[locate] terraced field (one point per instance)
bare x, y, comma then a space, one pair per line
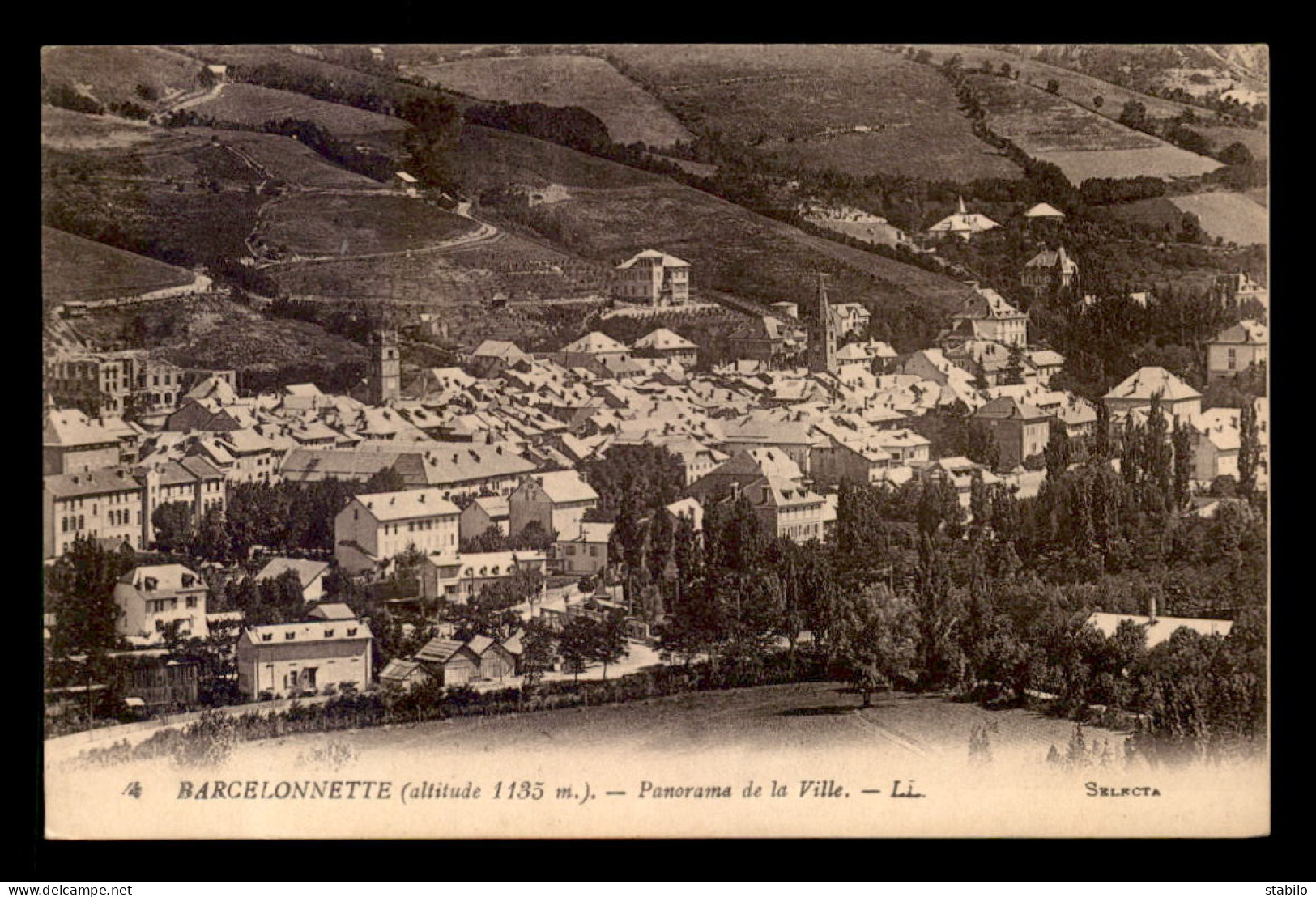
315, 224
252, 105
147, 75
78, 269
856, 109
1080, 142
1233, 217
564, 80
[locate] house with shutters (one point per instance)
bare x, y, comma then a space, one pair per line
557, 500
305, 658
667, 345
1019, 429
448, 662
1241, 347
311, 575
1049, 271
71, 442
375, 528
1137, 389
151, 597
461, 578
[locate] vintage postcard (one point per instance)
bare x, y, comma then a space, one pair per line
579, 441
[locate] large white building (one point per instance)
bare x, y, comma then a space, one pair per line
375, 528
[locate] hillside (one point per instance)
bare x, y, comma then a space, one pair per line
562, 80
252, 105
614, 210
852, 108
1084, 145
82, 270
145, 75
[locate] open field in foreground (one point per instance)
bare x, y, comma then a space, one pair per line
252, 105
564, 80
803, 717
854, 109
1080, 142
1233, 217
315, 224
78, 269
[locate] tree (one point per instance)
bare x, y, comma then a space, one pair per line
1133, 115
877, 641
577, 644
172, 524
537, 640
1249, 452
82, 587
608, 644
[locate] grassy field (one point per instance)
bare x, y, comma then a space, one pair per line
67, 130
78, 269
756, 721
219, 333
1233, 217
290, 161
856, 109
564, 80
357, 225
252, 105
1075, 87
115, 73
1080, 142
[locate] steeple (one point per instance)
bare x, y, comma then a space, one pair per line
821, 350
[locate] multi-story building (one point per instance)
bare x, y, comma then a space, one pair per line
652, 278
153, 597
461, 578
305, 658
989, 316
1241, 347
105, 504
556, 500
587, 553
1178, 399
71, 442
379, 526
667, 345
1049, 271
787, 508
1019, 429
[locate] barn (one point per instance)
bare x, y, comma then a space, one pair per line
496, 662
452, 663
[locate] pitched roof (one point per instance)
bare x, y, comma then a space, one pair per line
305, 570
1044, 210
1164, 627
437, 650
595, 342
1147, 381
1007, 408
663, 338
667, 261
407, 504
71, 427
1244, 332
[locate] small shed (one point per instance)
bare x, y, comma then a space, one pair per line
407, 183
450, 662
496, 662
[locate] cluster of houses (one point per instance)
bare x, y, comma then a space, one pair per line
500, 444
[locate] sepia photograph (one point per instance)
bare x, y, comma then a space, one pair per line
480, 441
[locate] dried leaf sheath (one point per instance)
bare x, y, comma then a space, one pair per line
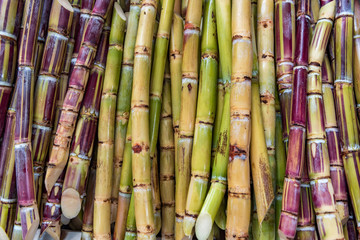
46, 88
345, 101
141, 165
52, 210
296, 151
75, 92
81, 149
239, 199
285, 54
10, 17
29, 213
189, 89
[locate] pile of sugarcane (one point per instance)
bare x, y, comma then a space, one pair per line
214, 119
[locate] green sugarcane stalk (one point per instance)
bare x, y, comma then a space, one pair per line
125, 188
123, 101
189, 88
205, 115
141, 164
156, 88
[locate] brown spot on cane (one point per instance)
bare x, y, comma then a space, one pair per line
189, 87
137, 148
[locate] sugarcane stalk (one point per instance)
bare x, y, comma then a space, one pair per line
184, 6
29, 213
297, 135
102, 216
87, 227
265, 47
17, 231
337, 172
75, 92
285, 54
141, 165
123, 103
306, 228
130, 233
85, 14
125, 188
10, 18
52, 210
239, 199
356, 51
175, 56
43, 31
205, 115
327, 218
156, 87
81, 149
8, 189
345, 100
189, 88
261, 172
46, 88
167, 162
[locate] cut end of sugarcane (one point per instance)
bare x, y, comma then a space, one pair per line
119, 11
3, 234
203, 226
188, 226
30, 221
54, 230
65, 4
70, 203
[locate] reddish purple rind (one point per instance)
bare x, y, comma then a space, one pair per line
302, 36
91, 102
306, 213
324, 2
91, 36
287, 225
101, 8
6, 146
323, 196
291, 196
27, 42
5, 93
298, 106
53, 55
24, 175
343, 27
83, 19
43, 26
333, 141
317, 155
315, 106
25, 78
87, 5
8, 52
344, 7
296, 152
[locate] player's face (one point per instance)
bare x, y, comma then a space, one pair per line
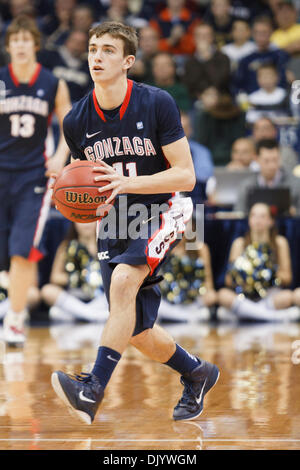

....

# [Your objective]
Restate the records above in full, word for word. Keep pictures out.

# [Expected output]
[locate] terraced field (one point per instance)
bare x, y, comma then a space, one pair per line
315, 224
252, 105
147, 75
78, 269
856, 109
1080, 142
1233, 217
564, 80
[locate] house with shutters (one point per instance)
bare x, y, comma then a space, one pair per line
557, 500
305, 658
667, 345
1019, 429
448, 662
1241, 347
311, 575
1049, 271
71, 442
375, 528
1137, 389
151, 597
461, 578
[locate] vintage postcard (one point per instance)
bare x, y, comma then a space, one pair per line
579, 441
[locate] large white building (one point per instance)
bare x, y, comma then a space, one pair per line
375, 528
[locate] hillside (one point per instance)
bare x, y, comma then a space, one pair per line
562, 80
252, 105
614, 210
852, 108
1084, 145
82, 270
145, 75
[locate] open field in foreground (one point per instance)
bare x, y, comma then a space, one pair per line
252, 105
564, 80
803, 717
854, 109
1080, 142
1233, 217
315, 224
78, 269
[locate] tree (one point per instance)
bare x, y, comma then a space, one pair per line
1133, 115
877, 641
577, 644
172, 524
537, 640
1249, 452
82, 587
608, 644
[locate] grassy field (one point per instance)
bare x, y, comma then a space, one pair per line
67, 130
78, 269
756, 721
219, 333
1233, 217
290, 161
856, 109
564, 80
357, 225
252, 105
1075, 87
115, 73
1080, 142
[locate] steeple (one point per instance)
bare x, y, comma then a space, one pair per line
821, 350
[locate] multi-story building (one point per instance)
bare x, y, comma then a space, one pair per line
652, 278
153, 597
461, 578
305, 658
989, 316
1241, 347
105, 504
556, 500
587, 553
1178, 399
71, 442
379, 526
667, 345
1049, 271
787, 508
1019, 429
[locate] barn (one point per instance)
bare x, y, comma then a space, one pair per line
496, 662
452, 663
[locate] pitched roof (one point per instance)
bare x, y, comma then a space, one pair per line
305, 570
1044, 210
1164, 627
437, 650
595, 342
1147, 381
1007, 408
663, 338
667, 261
407, 504
71, 427
1244, 332
[locate] small shed (one point per instance)
bare x, y, comma then a space, one pair per line
407, 183
450, 662
496, 662
[locate] cluster of houses (one point per instance)
bare x, y, comma then a space, one pair per line
500, 444
[locate] sepia photograph (one point per instance)
bare x, y, comma then a space, one pair per line
480, 441
[locate] dried leaf sheath (one point per instance)
bare x, y, comma then a space, one pair per line
46, 88
345, 101
141, 165
52, 210
296, 151
75, 92
81, 149
239, 199
285, 54
10, 17
29, 213
189, 89
[locate] pile of sugarcane (one point per instance)
bare x, y, comma then a space, one pair per line
214, 119
[locate] green sugarcane stalk (one point per instance)
bare x, y, comma then a space, one pair per line
125, 188
123, 101
189, 88
205, 115
141, 164
156, 88
[locate] brown spot on cane (one point per instance)
bare x, y, comma then a space, one pair per line
189, 87
137, 148
[locate] sugarcane stalk (one point per instance)
bare x, y, comma then a space, one pair per line
184, 6
29, 213
297, 135
102, 216
87, 227
265, 47
17, 231
337, 172
75, 92
285, 54
141, 165
123, 103
306, 228
130, 233
85, 14
125, 188
10, 18
52, 210
239, 199
356, 51
175, 56
43, 31
205, 115
327, 218
156, 87
81, 149
8, 189
345, 100
189, 88
261, 172
46, 88
167, 162
[locate] cut end of sugarcane (one point per instance)
bare x, y, comma then a space, one pair per line
119, 11
3, 234
203, 226
188, 226
30, 221
54, 230
65, 4
70, 203
[locate] reddish purple rind (one point per instance)
bare x, y, comma then a space, one pair per line
302, 36
91, 102
306, 213
324, 2
91, 36
287, 225
101, 8
6, 146
323, 196
291, 196
27, 42
5, 93
298, 106
53, 55
24, 175
343, 27
83, 19
43, 26
333, 141
317, 155
315, 106
25, 78
87, 5
8, 52
344, 7
296, 152
[locate] player's face (one point per instance)
bare x, y, comma then a space, one pair per line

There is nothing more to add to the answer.